=== Kaynak Alıntısı ===

Emsal Mahkeme Kararı İstanbul Anadolu 7. Asliye Ticaret Mahkemesi 2019/287 E. 2020/691 K. 16.12.2020 T.

Görüntülediğiniz mahkeme kararı henüz kesinleşmemiştir. Yararlı olması amacıyla eklenmiştir.

T.C. İstanbul Anadolu 7. ASLİYE TİCARET MAHKEMESİ

ESAS NO : 2019/287 Esas
KARAR NO : 2020/691

DAVA : İtirazın İptali (Hizmet Sözleşmesinden Kaynaklanan)

===

# Soru 1
Karar metnine göre şu soruları yanıtlayın:
(a) Davanın esas numarası nedir?
(b) Davanın konusu nedir?
(c) Karar hangi tarihte verilmiştir?
# Soru 2
Aşağıdaki ifadelerin karar metniyle uyuşup uyuşmadığını belirtin. Her biri için evet ya da hayır deyin ve metinden belirleyici sözcükleri aynen alıntılayın.
(a) Karar kesinleşmiştir.
(b) Karar, İstanbul Anadolu 7. Asliye Ticaret Mahkemesine aittir.
(c) Karar numarası 2020/691'dir.
# Soru 3
Karar metninde "Emsal Mahkeme Kararı" ile başlayıp "olması amacıyla eklenmiştir." ile biten kısmı, "Yararlı" yerine "Bilgilendirici" yazarak güncelleyin.

=== Alıntılanan Veriler ===

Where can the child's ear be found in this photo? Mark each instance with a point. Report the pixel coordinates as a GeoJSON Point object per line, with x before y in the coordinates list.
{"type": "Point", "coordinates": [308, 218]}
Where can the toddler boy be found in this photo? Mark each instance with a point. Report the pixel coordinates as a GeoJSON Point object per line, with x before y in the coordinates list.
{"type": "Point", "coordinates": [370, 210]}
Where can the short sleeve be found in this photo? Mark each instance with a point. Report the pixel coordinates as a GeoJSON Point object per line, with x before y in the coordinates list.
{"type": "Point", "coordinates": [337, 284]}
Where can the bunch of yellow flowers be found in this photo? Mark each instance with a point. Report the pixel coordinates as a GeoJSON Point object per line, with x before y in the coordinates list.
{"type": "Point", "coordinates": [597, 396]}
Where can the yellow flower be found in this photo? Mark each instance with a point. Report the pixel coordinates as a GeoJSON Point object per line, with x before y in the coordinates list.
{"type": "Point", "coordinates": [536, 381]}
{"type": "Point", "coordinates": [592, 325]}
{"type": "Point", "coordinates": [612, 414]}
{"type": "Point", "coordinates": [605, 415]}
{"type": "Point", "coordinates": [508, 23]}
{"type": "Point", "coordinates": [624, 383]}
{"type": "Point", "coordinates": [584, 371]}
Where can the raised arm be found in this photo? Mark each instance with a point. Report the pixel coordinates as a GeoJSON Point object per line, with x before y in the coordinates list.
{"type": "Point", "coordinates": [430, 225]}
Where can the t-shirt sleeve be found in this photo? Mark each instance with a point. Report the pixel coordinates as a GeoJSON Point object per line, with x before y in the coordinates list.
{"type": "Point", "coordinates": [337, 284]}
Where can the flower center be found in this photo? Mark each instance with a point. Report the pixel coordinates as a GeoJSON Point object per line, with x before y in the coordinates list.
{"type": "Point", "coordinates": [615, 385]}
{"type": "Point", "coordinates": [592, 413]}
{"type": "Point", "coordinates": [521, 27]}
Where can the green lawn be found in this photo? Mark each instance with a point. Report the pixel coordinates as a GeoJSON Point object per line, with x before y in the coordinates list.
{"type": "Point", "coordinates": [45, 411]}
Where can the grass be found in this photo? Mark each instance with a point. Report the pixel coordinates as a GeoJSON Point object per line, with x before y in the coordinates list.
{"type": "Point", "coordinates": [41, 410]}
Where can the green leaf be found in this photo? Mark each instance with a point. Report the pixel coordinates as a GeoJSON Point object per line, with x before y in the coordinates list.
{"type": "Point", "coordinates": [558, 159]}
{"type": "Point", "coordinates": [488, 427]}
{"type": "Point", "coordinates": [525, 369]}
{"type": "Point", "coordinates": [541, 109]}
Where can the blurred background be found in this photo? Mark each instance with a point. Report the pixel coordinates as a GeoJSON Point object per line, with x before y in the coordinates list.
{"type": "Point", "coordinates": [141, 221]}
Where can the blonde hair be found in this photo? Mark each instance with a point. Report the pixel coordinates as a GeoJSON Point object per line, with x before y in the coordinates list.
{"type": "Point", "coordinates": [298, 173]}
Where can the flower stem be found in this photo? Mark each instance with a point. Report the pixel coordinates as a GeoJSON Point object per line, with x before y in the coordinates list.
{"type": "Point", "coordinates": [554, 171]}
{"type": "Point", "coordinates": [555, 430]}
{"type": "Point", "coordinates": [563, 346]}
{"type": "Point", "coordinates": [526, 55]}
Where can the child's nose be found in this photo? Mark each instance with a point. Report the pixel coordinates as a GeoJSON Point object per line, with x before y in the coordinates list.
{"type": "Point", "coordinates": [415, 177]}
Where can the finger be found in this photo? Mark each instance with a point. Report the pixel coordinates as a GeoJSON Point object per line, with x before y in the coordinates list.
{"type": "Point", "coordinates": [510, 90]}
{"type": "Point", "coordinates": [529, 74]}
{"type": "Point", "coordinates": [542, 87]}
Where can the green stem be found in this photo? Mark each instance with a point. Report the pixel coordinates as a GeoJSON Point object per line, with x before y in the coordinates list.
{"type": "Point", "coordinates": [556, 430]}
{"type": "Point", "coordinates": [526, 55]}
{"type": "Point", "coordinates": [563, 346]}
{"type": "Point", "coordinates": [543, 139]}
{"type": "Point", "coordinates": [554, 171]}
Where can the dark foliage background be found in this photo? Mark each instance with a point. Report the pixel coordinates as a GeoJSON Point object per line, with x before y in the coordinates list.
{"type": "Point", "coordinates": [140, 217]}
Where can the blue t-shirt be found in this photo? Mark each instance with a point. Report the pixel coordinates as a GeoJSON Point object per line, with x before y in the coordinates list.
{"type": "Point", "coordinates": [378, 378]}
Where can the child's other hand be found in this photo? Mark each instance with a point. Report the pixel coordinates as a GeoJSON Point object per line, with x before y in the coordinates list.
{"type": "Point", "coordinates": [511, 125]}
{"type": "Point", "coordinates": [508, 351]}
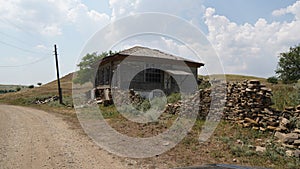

===

# Alıştırma Yanıtı 1
(a) 2019/287
(b) İtirazın İptali (Hizmet Sözleşmesinden Kaynaklanan)
(c) 16.12.2020

# Alıştırma Yanıtı 2
(a) Hayır: "Görüntülediğiniz mahkeme kararı henüz kesinleşmemiştir."
(b) Evet: "T.C. İstanbul Anadolu 7. ASLİYE TİCARET MAHKEMESİ"
(c) Evet: "KARAR NO : 2020/691"

# Alıştırma Yanıtı 3
Emsal Mahkeme Kararı İstanbul Anadolu 7. Asliye Ticaret Mahkemesi 2019/287 E. 2020/691 K. 16.12.2020 T.

Görüntülediğiniz mahkeme kararı henüz kesinleşmemiştir. Bilgilendirici olması amacıyla eklenmiştir.